Task directions:
Collect every line in the records below that contains the word "above", and copy each one out.

Material to process:
================
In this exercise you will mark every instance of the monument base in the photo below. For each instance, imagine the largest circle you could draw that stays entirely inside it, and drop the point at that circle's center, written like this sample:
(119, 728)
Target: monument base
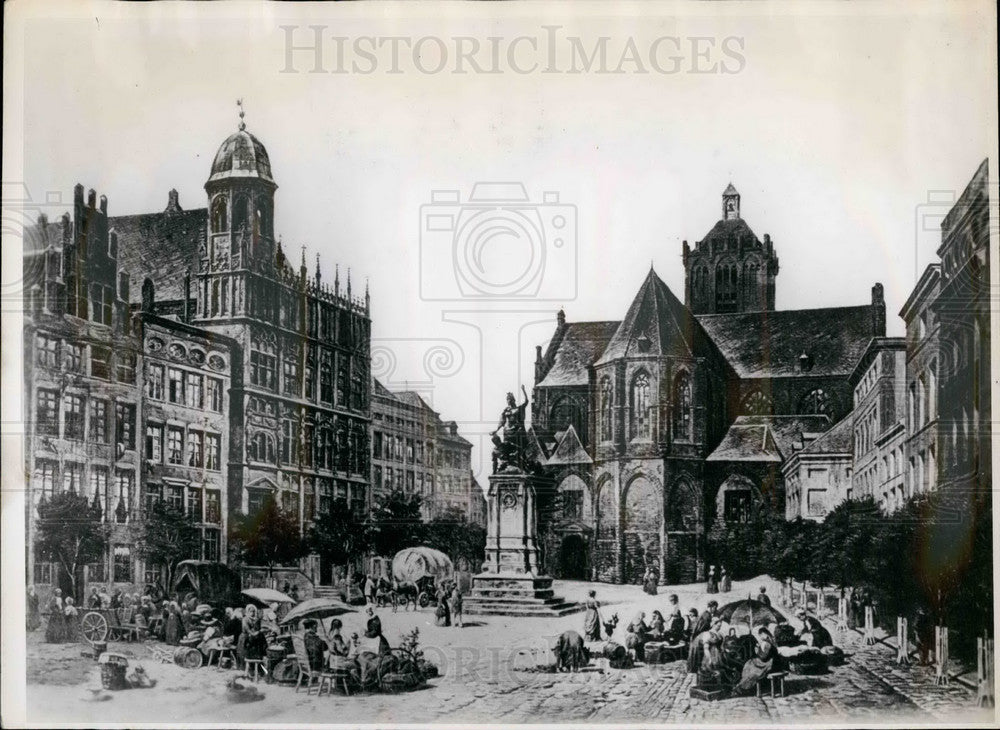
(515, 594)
================
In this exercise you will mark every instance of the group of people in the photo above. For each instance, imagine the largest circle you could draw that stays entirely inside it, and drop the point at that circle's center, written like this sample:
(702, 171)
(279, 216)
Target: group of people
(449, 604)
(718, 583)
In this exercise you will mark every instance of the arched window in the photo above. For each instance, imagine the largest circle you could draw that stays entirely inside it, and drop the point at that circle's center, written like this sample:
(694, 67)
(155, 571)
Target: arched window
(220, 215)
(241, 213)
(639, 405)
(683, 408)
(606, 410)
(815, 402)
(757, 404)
================
Reply to the task:
In this exercise you will mark every instance of the group of people in the photo above. For each instance, imagine the largest circle you could draw that stays entirely inside it, and drop the point at that circle's center, written like this sample:
In this exercise you will mark every instance of the arched window in the photo above. For each instance, imagine the largest circle you could draw that stays entirely inside it, and drop the point at that circle's center, written like this sample:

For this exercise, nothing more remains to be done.